# EXTRAIT PROPOSÉ
================================
A bas le dictateur Ben Ali et ses complices occidentaux ! Gloire à ceux qui sont tombés sous les balles de ce régime assassin !

samedi 15 janvier 2011.
 

C’est ce que le Président Sarkozy ne dira pas. Pourtant, il le disait à propos de l’Iran, avec raison. D’ailleurs, beaucoup de peuples méritent mieux que leurs dirigeants… peut-être même nous ! Il ne le dira pas, et pourtant la situation est assez comparable : les Tunisiens se révoltent contre un régime autoritaire et corrompu, il y a des morts, la liberté de la presse est piétinée, les universités sont bouclées. Alors, les ténors habituels de la Liberté vont-ils donner de la voix ? Probablement pas, car la Tunisie, c’est leurs vacances. Mme Alliot-Marie y a passé les fêtes, paraît-il. Le « camarade » Delanoë y a une villa. Bernard Henri-Lévy serait plutôt branché Maroc. Bref, si les peuples maghrébins se soulèvent, c’est par exemple leur jardinier, leur portier, leur femme de ménage, qui vont demander des augmentations ! Au-delà de l’anecdote, la Tunisie est une terre assez fructueuse pour quelques entreprises européennes, notamment françaises et italiennes, qui y jouissent de bonnes conditions1. Alors, qu’un homme à poigne soit sensible aux pots-de-vin et tienne la population en respect2, voilà qui fait les affaires de certains.

On ne sait pas encore où peut mener cette révolte. La chute de Ben Ali, peut-être ? Ce serait une délivrance, mais encore faut-il que quelque force populaire se structure, qu’elle porte un projet crédible, pour une Tunisie nouvelle, égalitaire et démocratique. L’historique UGTT (Union générale tunisienne du Travail), qui s’est tant illustrée dans le combat anticolonial, et a souvent regimbé contre le régime autoritaire par la suite, pourrait jouer un grand rôle si elle recouvrait son indépendance. Quelle que soit la fin de l’histoire, cette révolte a déjà administré quelques preuves.

Primo, l’argument habituel, répété ad nauseam, selon lequel « chez ces gens-là, c’est la dictature ou les islamistes », est fallacieux. D’abord, c’est en partie parce qu’il y a des dictatures, qu’il y a des islamistes. Dans les pays « arabo-musulmans », il y a les mêmes aspirations démocratiques et sociales que partout, même si elles peinent à s’exprimer, coincées qu’elles sont entre despotes, barbus et envahisseurs. Dans le cas d’espèce, on voit bien que les Tunisiens et Tunisiennes ne sont pas emmenés par des Imams, ne hurlent pas que Mahomet est Son prophète et qu’il faut occire les infidèles, même si M. Ben Ali ressort la « menace terroriste » et la « main de l’étranger » pour mieux envoyer ses nervis tirer dans le tas.

Secundo, l’approche culturaliste des choses, celle qui nous explique le monde à grands coups de « valeurs occidentales » d’« Islam modéré contre Islam radical », est inopérante. Ce qui fait descendre spontanément les gens dans les rues, ce qui fera peut-être avancer l’Histoire, ce sont des questions objectives laissées en suspens : chômage, inégalités, népotisme, manque de liberté, sentiment d’enfermement (auquel les refus de visas contribuent). Ces choses-là sont universelles. Le jeune déclassé tunisien n’est pas « culturellement » différent de son homologue français ou grec.
================================
# LIGNES PRÉSENTÉES
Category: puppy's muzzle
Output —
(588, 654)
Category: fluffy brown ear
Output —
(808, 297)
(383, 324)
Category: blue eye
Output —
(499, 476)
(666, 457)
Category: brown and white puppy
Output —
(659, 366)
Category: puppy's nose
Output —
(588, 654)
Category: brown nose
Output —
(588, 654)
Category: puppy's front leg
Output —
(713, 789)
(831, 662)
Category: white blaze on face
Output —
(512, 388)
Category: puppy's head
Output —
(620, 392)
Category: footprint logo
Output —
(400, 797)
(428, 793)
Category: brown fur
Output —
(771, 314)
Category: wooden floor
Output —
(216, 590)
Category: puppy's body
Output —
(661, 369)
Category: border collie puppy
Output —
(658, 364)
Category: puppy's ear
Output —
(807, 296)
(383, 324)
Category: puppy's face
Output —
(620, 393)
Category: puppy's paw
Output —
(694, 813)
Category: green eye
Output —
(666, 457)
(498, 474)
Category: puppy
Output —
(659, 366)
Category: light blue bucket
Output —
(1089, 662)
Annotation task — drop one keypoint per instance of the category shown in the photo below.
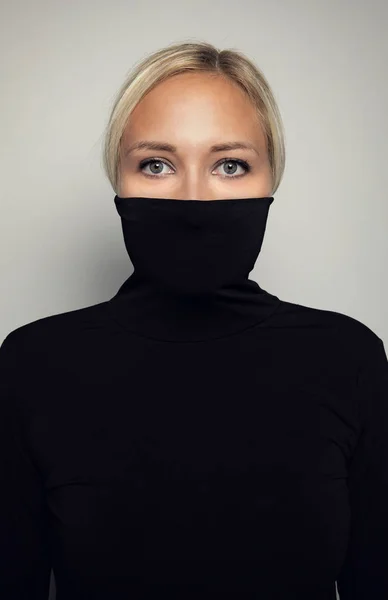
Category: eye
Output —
(230, 167)
(229, 173)
(158, 163)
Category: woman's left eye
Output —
(230, 167)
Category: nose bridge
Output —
(195, 184)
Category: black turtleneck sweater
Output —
(160, 448)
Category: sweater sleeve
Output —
(24, 556)
(364, 575)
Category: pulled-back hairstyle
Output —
(195, 56)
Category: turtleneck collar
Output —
(191, 263)
(145, 311)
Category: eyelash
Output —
(242, 163)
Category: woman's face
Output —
(191, 112)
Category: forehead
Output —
(196, 106)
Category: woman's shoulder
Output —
(332, 324)
(52, 329)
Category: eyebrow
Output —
(165, 147)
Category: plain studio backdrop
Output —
(326, 243)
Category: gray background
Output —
(326, 243)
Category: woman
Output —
(194, 436)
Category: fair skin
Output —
(194, 111)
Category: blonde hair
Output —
(195, 56)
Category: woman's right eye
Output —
(157, 163)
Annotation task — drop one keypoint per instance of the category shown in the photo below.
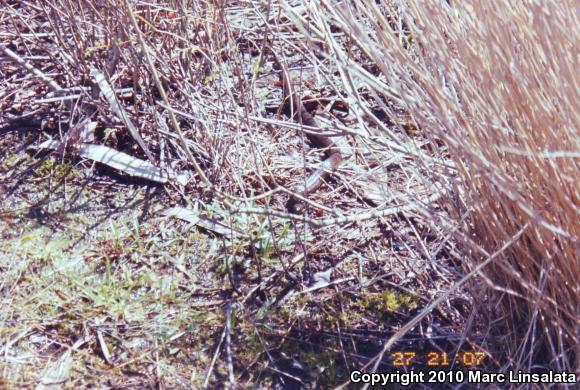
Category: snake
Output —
(293, 108)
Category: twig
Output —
(26, 65)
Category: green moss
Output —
(389, 301)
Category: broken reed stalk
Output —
(497, 83)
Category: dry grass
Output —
(460, 147)
(498, 85)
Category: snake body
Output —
(293, 108)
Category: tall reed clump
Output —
(496, 82)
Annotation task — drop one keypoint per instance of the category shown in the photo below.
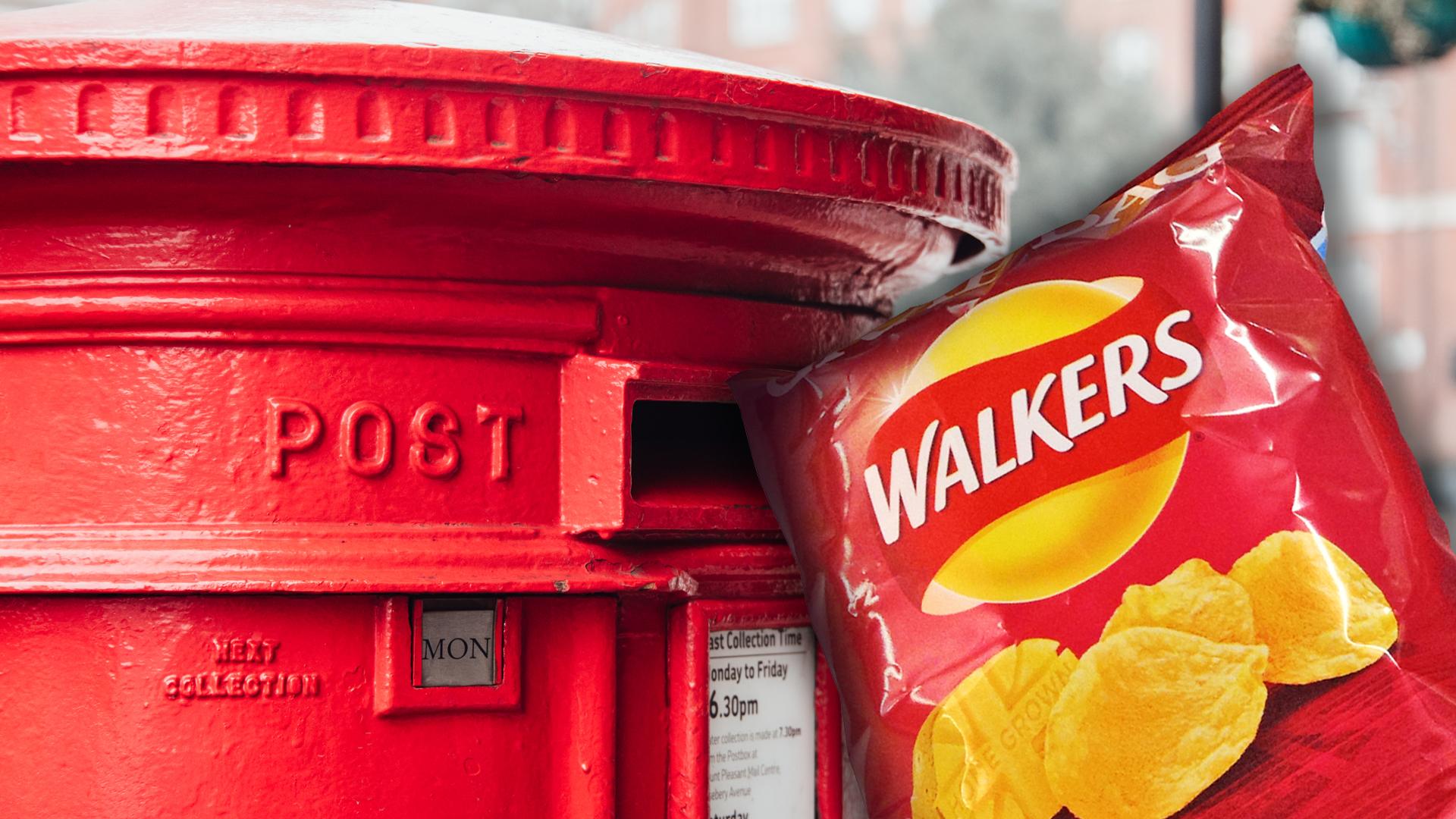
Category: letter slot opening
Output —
(692, 453)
================================
# EXERCICE COURT 1
Réécrivez sous forme de liste le paragraphe de l’extrait qui commence par « Secundo, l’approche culturaliste » en gardant ses idées essentielles.
# EXERCICE COURT 2
Recopiez sans rien changer tout ce qui va, dans l’extrait, de « Secundo, l’approche culturaliste » jusqu’à « français ou grec. ».

# RÉPONSE CORRECTE 1
- L’approche culturaliste, qui explique le monde par les « valeurs occidentales » ou par l’opposition entre « Islam modéré » et « Islam radical », est inopérante.
- Ce qui fait descendre spontanément les gens dans la rue, et fera peut-être avancer l’Histoire, ce sont des questions objectives laissées en suspens : chômage, inégalités, népotisme, manque de liberté et sentiment d’enfermement, auquel contribuent les refus de visas.
- Ces problèmes sont universels.
- Le jeune déclassé tunisien n’est pas « culturellement » différent de son homologue français ou grec.

# RÉPONSE CORRECTE 2
Secundo, l’approche culturaliste des choses, celle qui nous explique le monde à grands coups de « valeurs occidentales » d’« Islam modéré contre Islam radical », est inopérante. Ce qui fait descendre spontanément les gens dans les rues, ce qui fera peut-être avancer l’Histoire, ce sont des questions objectives laissées en suspens : chômage, inégalités, népotisme, manque de liberté, sentiment d’enfermement (auquel les refus de visas contribuent). Ces choses-là sont universelles. Le jeune déclassé tunisien n’est pas « culturellement » différent de son homologue français ou grec.